• **Task item**: Among the entries that follow, find every line with the word "positive" and copy it.

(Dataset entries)
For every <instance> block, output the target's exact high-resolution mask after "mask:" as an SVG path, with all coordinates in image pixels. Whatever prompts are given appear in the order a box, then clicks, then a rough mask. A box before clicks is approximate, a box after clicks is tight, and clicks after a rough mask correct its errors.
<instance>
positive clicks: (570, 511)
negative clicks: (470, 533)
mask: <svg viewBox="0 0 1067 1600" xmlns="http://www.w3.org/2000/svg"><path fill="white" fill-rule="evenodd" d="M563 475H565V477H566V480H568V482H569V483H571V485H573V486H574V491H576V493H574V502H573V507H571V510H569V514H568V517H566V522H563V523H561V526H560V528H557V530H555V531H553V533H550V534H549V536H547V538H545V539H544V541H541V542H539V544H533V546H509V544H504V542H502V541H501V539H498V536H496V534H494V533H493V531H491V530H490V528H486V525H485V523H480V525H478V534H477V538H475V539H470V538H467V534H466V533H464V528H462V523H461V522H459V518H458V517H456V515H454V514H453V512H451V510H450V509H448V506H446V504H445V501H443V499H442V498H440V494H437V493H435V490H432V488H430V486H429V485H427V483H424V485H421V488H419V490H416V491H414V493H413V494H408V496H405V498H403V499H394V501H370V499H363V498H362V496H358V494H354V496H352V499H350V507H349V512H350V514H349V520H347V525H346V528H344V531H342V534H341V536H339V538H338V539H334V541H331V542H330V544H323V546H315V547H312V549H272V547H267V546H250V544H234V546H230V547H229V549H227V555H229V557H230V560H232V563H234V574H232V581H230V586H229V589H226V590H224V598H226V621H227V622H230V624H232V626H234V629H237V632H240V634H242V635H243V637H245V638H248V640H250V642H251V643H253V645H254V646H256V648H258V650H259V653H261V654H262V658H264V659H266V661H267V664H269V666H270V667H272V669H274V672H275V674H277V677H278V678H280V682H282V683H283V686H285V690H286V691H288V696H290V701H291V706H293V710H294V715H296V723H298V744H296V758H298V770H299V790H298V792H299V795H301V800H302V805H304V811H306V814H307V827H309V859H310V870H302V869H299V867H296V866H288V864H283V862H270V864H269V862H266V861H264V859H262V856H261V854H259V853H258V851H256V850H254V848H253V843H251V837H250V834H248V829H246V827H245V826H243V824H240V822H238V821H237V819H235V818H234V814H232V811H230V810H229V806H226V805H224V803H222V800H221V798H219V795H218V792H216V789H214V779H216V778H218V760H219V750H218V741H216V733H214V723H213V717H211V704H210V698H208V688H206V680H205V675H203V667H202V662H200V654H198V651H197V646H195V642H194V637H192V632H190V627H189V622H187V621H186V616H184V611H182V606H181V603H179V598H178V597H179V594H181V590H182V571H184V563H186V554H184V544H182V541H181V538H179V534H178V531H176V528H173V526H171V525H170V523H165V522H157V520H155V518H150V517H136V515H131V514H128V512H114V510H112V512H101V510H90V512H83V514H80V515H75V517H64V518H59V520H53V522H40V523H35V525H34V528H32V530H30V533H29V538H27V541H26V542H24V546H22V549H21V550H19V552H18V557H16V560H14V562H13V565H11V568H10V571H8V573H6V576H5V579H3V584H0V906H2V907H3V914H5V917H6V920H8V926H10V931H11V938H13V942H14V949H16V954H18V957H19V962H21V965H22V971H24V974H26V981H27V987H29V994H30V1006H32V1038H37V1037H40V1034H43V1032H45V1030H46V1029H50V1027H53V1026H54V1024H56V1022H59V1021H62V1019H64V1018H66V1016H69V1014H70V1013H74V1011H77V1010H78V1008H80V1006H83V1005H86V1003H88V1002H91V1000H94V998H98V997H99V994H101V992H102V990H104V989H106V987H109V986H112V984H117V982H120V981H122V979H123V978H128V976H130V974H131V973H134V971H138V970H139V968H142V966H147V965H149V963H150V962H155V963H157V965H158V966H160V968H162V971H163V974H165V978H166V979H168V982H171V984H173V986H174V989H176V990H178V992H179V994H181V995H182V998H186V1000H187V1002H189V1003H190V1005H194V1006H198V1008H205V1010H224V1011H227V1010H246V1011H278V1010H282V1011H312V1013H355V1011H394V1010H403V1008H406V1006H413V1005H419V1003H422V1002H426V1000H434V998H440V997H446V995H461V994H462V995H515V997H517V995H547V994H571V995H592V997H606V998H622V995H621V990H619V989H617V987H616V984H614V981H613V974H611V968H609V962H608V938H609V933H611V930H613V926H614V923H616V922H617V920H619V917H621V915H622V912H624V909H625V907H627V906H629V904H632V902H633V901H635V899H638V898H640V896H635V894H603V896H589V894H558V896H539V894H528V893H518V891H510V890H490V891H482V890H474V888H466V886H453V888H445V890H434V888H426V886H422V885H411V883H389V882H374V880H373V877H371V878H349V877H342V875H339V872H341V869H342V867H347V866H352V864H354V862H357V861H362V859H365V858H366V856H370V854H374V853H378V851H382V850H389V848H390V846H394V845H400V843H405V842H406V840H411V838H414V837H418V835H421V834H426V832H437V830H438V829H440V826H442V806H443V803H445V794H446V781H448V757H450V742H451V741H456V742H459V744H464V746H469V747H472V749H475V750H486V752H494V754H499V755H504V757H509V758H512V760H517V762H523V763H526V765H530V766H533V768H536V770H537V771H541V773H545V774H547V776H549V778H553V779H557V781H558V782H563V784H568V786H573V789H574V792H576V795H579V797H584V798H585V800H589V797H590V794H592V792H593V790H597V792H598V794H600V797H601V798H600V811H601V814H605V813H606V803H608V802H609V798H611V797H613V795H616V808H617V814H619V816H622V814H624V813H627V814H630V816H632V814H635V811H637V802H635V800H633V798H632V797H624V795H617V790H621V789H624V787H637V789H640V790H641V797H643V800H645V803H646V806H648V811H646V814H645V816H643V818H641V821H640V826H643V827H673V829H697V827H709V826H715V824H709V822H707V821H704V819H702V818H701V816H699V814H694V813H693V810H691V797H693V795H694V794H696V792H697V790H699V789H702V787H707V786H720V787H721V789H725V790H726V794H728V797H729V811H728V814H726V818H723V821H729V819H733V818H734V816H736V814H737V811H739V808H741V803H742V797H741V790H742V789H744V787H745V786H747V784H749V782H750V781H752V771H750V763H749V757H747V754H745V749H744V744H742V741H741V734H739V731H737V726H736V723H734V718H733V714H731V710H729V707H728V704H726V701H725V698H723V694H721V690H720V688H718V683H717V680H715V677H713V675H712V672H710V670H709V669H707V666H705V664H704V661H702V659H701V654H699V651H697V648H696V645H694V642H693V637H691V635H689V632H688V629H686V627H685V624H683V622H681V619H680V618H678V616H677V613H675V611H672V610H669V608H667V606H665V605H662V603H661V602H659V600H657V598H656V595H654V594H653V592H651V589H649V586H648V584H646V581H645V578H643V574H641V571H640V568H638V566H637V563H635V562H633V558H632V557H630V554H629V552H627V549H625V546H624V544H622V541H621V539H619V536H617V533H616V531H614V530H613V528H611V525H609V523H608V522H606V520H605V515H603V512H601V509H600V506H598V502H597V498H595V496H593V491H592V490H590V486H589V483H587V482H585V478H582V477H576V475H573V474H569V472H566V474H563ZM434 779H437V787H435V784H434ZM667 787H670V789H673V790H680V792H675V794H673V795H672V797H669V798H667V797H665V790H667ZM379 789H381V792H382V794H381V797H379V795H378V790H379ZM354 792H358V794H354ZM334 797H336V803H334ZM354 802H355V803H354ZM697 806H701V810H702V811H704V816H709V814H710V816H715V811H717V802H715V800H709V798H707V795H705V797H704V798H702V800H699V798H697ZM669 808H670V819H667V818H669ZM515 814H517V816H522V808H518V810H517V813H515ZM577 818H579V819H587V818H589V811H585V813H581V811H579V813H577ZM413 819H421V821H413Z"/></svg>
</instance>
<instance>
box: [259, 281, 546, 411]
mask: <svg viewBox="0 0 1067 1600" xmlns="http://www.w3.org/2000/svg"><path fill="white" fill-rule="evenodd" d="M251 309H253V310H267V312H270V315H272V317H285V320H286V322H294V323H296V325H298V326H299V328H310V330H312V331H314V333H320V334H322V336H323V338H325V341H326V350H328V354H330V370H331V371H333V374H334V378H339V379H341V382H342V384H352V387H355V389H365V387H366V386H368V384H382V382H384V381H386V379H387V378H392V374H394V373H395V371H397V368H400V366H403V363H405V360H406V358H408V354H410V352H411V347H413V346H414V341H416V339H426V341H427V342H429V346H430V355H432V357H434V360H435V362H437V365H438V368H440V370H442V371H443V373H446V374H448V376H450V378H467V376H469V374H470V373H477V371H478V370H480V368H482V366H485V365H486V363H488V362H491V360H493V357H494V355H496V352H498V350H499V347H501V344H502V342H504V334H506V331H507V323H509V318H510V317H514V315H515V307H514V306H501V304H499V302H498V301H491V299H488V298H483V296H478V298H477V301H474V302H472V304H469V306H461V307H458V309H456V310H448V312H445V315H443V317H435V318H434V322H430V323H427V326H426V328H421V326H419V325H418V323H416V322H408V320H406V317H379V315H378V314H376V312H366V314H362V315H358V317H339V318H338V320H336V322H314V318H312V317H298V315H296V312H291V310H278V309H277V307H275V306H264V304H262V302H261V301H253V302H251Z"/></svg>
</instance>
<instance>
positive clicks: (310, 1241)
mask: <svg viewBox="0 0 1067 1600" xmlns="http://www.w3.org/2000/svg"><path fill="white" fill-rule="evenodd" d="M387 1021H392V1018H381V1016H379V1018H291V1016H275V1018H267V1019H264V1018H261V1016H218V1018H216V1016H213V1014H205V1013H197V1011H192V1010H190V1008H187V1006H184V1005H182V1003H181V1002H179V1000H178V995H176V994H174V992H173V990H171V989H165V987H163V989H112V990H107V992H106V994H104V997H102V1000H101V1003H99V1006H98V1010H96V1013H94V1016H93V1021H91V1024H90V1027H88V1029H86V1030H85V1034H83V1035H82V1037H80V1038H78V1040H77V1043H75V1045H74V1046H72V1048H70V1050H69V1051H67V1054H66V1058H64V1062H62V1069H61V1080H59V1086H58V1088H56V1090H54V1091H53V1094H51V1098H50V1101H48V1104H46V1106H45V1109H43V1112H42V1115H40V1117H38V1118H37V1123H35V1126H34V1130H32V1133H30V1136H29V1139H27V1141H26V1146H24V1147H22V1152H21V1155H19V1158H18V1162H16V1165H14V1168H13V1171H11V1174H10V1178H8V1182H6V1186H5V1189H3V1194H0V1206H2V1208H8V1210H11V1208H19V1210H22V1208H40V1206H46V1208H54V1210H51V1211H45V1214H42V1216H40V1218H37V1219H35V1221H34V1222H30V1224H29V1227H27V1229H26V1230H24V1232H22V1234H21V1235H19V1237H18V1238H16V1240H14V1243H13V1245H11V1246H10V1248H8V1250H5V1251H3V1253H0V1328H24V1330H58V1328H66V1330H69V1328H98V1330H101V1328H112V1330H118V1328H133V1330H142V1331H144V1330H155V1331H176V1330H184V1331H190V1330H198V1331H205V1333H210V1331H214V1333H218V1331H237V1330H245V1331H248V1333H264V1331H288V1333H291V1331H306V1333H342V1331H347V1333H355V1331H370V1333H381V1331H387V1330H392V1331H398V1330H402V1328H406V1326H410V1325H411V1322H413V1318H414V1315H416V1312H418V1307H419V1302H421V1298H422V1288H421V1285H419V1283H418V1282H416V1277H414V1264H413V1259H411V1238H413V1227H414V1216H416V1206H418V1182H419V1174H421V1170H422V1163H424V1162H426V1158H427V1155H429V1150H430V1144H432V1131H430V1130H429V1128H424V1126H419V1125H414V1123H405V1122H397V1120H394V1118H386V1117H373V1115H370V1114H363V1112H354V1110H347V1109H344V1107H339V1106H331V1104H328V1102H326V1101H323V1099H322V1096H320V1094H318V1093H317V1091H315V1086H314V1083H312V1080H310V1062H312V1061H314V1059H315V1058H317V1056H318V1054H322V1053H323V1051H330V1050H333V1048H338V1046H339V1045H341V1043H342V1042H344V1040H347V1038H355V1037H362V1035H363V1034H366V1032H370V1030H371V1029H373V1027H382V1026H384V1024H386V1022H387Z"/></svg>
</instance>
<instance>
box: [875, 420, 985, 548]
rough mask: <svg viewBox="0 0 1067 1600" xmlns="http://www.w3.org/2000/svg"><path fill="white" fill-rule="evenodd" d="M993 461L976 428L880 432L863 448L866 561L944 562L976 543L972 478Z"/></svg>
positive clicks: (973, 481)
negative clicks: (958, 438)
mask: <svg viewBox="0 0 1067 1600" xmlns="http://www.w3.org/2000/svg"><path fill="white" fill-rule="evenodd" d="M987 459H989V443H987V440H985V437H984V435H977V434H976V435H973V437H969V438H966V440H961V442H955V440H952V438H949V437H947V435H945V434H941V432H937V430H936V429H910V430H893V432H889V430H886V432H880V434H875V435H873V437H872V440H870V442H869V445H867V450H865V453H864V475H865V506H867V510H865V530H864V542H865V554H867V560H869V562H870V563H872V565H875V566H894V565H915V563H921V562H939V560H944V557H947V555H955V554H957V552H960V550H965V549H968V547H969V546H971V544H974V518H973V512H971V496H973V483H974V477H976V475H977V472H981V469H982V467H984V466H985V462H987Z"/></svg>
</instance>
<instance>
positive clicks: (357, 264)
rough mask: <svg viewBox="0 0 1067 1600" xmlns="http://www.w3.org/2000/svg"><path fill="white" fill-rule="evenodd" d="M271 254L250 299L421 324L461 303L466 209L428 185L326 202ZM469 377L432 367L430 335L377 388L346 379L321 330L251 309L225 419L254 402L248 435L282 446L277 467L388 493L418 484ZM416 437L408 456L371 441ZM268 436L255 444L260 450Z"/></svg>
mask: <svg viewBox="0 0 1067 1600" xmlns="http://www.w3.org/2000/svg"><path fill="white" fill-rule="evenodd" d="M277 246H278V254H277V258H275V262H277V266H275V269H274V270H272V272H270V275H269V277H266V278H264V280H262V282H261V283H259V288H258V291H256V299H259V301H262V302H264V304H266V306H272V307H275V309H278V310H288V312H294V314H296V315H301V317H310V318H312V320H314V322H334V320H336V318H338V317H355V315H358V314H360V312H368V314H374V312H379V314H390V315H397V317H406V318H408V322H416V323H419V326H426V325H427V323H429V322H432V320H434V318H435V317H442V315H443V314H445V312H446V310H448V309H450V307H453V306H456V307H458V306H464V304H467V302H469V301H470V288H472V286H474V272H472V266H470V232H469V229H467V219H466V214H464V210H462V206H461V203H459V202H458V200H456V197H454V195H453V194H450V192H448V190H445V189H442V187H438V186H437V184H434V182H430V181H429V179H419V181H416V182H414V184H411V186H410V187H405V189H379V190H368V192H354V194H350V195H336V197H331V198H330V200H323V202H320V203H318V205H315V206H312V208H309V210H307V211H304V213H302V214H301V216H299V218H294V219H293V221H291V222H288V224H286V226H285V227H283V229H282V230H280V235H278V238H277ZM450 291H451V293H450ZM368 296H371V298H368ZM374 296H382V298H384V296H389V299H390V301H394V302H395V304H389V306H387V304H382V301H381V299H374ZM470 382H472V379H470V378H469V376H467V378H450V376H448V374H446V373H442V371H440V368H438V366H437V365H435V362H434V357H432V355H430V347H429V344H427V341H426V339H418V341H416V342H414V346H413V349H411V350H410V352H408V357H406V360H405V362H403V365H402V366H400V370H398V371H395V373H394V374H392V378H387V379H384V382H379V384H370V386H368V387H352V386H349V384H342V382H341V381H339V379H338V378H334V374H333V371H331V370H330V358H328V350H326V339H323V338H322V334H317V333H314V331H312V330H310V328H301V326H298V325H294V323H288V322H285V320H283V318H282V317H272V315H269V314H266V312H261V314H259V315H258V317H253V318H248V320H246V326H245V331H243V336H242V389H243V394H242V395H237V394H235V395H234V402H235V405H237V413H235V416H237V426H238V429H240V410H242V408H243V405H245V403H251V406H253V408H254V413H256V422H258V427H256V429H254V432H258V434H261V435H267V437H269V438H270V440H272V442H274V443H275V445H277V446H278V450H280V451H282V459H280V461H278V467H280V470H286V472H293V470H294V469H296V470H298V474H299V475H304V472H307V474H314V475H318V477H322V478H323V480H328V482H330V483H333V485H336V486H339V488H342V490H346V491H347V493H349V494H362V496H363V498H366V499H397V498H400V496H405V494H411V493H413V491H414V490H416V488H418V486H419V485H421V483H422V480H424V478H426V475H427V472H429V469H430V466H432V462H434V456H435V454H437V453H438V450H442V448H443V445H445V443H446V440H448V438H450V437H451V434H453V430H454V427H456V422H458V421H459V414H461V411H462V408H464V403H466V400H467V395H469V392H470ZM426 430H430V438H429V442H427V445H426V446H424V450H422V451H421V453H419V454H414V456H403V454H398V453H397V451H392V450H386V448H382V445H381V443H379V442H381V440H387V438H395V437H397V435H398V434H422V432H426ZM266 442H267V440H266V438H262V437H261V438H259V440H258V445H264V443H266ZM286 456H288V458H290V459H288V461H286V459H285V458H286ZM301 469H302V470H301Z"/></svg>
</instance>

• **Output**:
positive clicks: (570, 511)
positive clicks: (310, 1241)
positive clicks: (973, 481)
positive clicks: (357, 264)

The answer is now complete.